# EXERCISE TASK
In the discussion of Les Lat sharpening stones, which slurry stones has the first poster lately been using?

# SELECTION
<<<<
I am trying to figure out how to get the best use out of these stones. Lately i have been using a La Lune or a Thuringian slurry stone, working with slurry and finishing on water or oil. It seems to be working well. Using coticule slurry on the stone does not feel good. I have a box of them, so i have tried different stones.

Doing a synthetic progression up to 8k-12k, and finishing on water or oil seems to work really well to.

Most of the time my Les Lat edges feels like my Arkansas edges, but a little less sharp. That is not really what i am after. I can just use a Arkansas stone and get a sharper edge.

I have one that feels just as hard as my Arkansas stone. Are they sensitive to surface prep? Is there any similarities between the Les Lat and Arkansas stones?

How are you using yours for best performance?
 
I’ve only used mine a few times. What I’ve done is; do most of the work on the yellow side using the diluticot method. Get the razor shave ready then go to the hybrid side. Finish up with 100or so x stokes on water only.
 
I’ve only used mine a few times. What I’ve done is; do most of the work on the yellow side using the diluticot method. Get the razor shave ready then go to the hybrid side. Finish up with 100or so x stokes on water only.
I think i need to follow your lead and try to max out the yellow side before i move to the hybrid side. The hybrid side is probably cutting allot slower then i though.
>>>>
# ITEMS
<<<<
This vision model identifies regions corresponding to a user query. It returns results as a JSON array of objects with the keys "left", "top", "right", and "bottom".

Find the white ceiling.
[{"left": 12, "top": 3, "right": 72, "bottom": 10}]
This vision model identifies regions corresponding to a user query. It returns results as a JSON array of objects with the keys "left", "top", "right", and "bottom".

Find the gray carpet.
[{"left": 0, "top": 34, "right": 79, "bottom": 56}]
>>>>
<<<<
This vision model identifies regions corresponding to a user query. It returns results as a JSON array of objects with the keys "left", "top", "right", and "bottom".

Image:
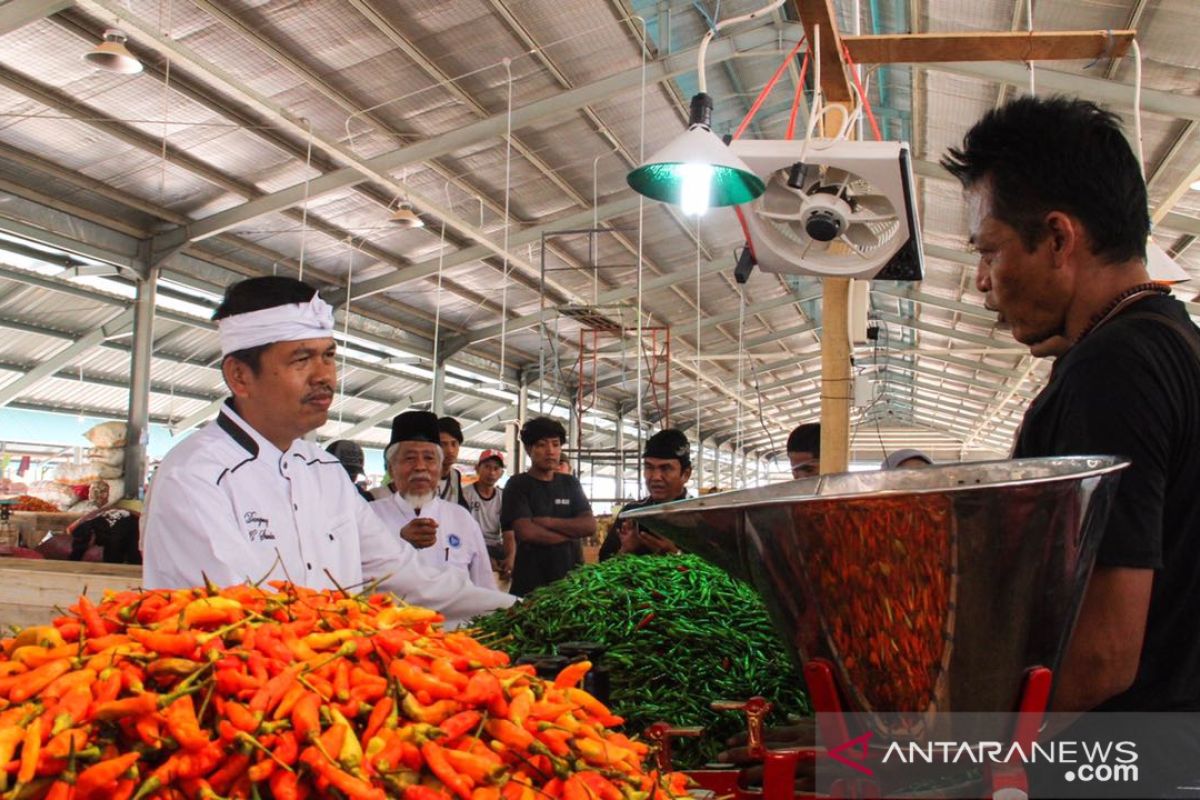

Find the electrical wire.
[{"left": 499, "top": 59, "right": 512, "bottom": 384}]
>>>>
# FINAL RESULT
A La Lune or a Thuringian slurry stone.